■ Point annotation dataset records ■

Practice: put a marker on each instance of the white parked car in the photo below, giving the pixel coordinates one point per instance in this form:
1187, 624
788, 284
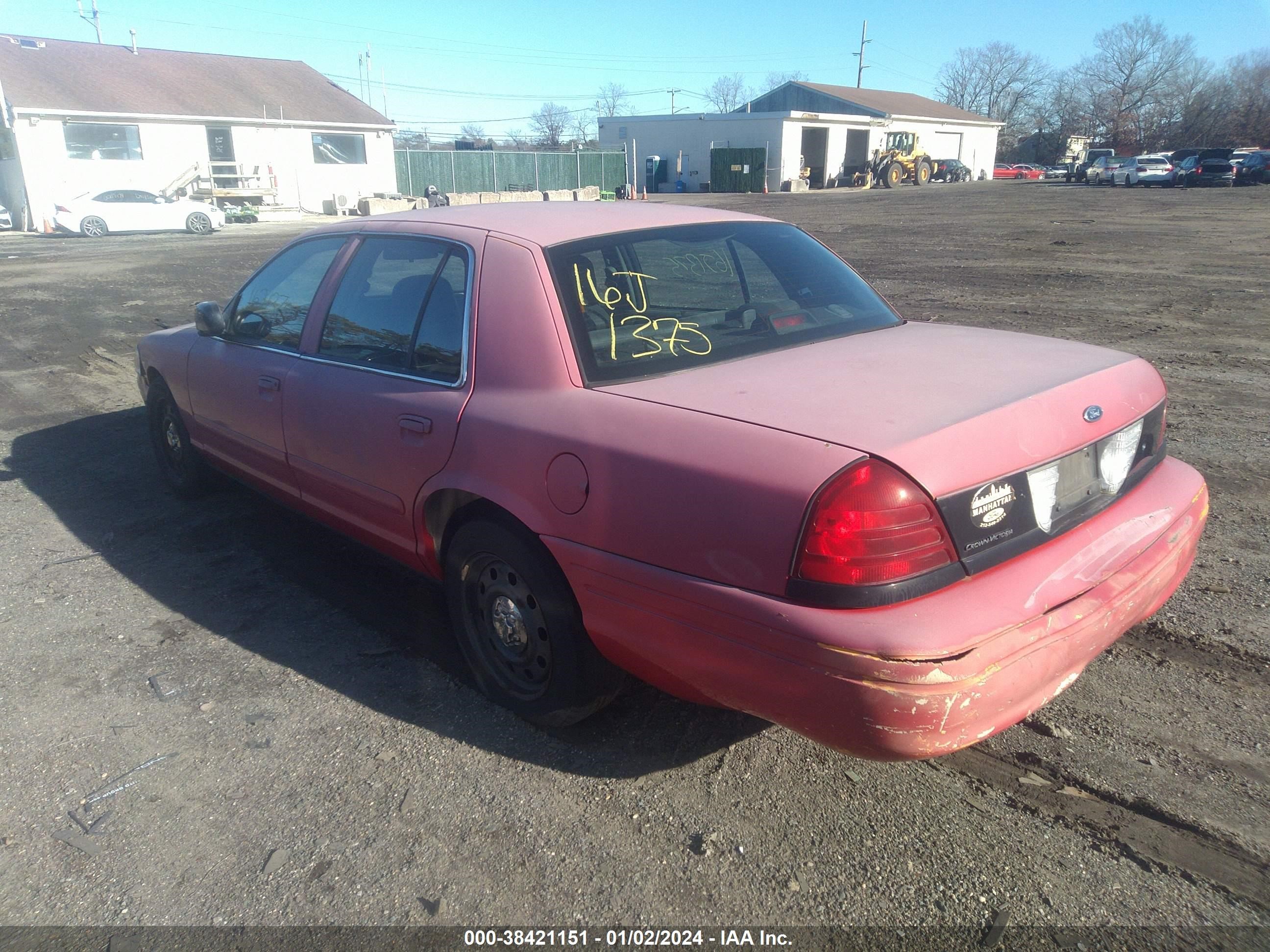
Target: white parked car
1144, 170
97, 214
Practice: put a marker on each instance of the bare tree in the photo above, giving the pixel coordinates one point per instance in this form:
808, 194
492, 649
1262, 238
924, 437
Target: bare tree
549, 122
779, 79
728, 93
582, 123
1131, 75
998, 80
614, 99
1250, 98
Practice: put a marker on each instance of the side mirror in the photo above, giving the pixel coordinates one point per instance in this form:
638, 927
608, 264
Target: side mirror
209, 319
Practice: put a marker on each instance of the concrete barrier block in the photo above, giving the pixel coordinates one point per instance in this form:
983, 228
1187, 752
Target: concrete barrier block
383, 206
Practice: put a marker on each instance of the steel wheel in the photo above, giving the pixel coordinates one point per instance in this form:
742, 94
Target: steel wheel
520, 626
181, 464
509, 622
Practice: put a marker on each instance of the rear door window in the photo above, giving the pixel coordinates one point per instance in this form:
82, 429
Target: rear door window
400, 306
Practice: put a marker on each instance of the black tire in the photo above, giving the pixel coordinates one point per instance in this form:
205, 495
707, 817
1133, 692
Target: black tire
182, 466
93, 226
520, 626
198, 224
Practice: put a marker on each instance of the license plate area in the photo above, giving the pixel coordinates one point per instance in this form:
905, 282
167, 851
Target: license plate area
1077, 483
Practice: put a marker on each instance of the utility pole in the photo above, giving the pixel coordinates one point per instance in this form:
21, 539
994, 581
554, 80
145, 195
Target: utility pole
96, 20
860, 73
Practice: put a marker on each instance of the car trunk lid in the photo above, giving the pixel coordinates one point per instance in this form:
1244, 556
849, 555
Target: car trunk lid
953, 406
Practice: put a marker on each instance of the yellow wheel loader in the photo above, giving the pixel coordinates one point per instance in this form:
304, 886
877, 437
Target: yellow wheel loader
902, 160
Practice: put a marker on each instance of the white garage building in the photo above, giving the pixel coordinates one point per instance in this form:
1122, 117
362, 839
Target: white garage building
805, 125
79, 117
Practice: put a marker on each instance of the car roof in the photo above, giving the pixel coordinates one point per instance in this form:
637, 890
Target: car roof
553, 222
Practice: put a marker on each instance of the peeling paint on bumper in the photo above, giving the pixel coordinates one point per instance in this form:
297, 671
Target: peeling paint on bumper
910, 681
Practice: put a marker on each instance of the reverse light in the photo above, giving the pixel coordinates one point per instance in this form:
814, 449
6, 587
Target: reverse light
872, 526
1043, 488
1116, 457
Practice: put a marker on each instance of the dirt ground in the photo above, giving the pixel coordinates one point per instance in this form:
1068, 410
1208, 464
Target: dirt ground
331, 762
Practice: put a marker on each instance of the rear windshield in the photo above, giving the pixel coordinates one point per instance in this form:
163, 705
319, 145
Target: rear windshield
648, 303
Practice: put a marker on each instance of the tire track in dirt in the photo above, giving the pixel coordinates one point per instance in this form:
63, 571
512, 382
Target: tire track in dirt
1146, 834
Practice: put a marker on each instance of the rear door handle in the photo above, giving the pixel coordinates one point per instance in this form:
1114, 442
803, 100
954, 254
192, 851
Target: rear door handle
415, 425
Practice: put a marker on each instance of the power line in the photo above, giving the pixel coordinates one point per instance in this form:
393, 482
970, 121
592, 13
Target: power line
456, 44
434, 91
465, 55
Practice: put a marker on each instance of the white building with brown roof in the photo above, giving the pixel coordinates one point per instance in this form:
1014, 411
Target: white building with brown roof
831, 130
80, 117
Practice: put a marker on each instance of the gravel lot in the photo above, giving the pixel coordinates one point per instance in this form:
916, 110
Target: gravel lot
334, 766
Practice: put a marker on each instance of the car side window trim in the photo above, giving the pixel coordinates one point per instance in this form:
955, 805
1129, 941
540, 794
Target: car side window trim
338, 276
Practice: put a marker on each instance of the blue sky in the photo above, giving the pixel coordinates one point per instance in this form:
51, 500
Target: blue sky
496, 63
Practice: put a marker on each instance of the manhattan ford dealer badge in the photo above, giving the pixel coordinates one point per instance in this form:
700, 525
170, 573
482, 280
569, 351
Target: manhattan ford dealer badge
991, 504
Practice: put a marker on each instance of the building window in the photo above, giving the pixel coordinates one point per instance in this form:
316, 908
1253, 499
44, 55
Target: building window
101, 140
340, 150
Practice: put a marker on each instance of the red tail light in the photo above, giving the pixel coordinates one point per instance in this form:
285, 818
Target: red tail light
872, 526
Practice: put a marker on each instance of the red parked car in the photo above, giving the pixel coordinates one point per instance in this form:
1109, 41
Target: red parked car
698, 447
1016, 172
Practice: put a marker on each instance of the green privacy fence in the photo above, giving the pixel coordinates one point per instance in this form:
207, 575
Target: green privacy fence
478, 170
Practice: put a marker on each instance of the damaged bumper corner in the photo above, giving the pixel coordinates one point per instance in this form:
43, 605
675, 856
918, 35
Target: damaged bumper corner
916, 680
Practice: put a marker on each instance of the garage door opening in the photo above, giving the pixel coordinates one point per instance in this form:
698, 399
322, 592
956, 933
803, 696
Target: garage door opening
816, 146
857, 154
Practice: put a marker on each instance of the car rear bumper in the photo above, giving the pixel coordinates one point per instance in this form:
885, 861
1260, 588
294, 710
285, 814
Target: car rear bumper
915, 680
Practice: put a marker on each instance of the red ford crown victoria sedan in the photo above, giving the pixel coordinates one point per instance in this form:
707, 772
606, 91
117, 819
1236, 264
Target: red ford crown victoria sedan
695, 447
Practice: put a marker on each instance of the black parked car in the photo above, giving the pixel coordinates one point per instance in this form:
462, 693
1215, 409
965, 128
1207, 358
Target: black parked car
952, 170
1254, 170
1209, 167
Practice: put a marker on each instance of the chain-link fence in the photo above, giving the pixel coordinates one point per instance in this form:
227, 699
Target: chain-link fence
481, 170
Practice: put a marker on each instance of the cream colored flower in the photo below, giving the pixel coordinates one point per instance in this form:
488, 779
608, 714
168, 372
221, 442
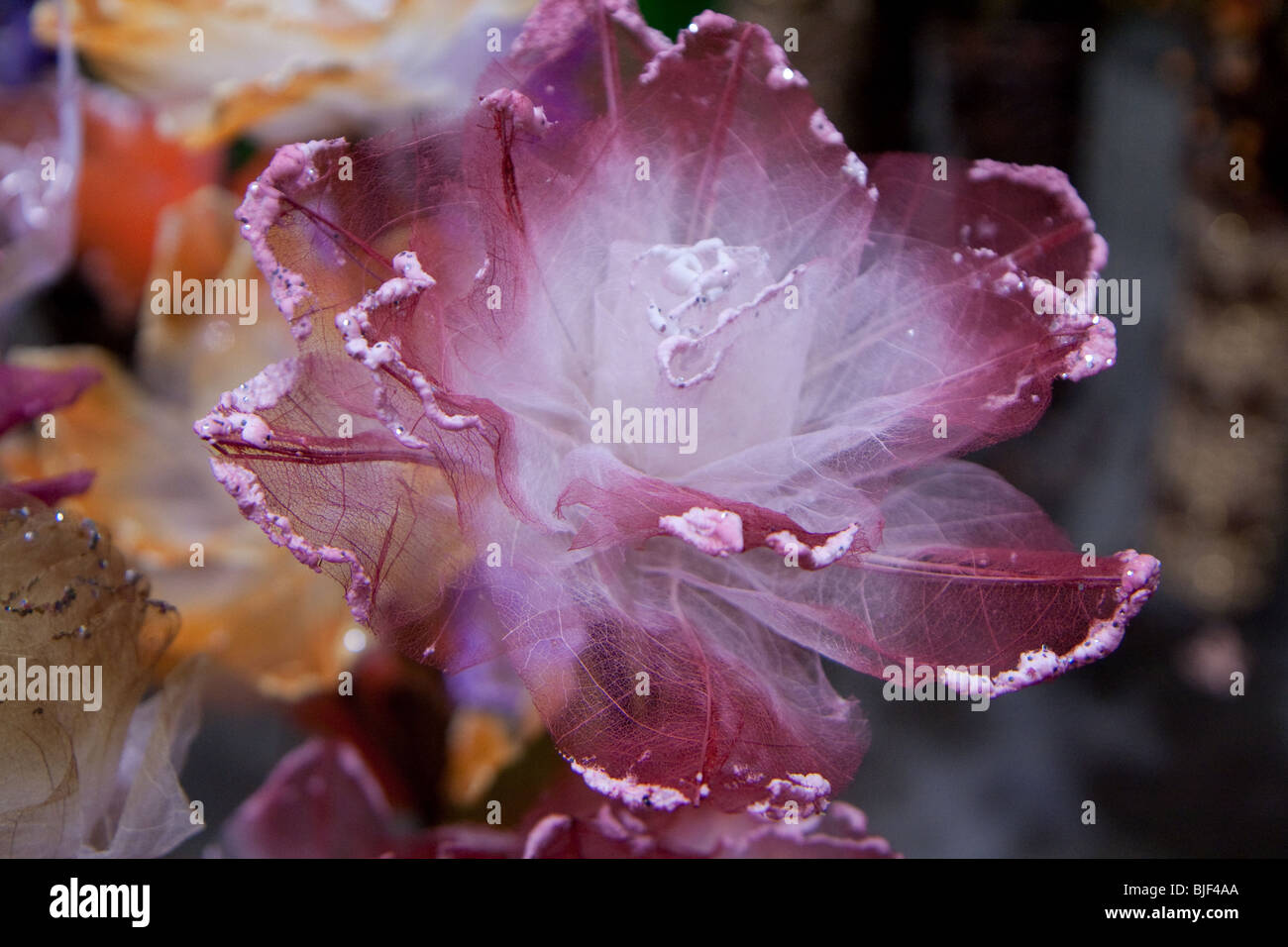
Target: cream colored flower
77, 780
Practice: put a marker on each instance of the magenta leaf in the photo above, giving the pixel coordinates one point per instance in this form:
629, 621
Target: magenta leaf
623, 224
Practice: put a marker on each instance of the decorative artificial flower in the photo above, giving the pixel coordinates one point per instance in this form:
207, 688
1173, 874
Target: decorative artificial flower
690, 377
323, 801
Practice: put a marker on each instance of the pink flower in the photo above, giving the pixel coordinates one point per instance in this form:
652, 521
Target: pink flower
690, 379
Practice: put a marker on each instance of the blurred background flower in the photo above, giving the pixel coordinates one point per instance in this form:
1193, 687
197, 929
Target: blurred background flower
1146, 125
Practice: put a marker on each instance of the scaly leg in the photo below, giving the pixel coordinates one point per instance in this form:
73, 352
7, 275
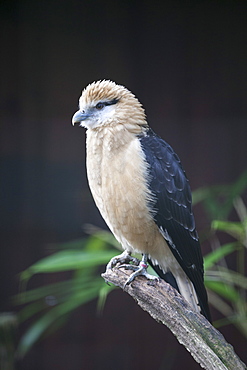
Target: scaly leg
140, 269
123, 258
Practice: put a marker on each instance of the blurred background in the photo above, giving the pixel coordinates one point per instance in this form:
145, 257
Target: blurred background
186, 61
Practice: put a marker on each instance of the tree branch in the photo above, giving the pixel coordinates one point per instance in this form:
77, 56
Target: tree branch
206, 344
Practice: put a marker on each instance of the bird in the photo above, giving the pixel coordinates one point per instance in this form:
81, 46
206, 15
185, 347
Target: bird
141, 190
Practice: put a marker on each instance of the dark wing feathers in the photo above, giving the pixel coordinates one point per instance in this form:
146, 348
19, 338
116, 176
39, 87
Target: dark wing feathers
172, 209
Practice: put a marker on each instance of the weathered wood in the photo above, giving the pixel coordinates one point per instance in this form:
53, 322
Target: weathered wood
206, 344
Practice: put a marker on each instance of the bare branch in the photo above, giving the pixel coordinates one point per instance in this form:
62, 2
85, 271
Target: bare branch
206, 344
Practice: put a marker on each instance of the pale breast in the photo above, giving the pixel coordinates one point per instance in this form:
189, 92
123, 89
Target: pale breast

■ GIVEN TASK ■
Copy the lines of the data word for word, starting at the line with "Practice: put a marker on each instance of the tree" and continuing through the last line of the data, including both ends.

■ RESPONSE TO THE EXERCISE ■
Practice: put a marker on each instance of the tree branch in the photo above, giving the pixel coordinates one point per instance in this form:
77, 56
Target: tree branch
206, 344
Practice: put a marker on each instance of the bird in the photo above, giving the pixel coordinates one point per instance in this form:
81, 46
206, 15
185, 347
Target: bird
141, 190
Practice: put a marker on each instance of the dark wing feathers in the photo above, giving the pixel coordinates one point per instance in this form:
146, 348
19, 338
116, 176
39, 87
Target: dark wing feathers
172, 209
Practice: put a marker on each instance of the weathered wood in the photo above, giving the pixel coordinates one point per instance in this form:
53, 322
Target: weathered wood
206, 344
Practice: put a marker on each instance of the bare branch in the photo above, giving the pixel coordinates one point per instance in this form:
62, 2
85, 271
Target: bare branch
206, 344
Practice: put a marker on each instance of the pale breast in the photo above, giving the pixel coordinates one point per instance in this form:
189, 92
123, 89
Target: pale breast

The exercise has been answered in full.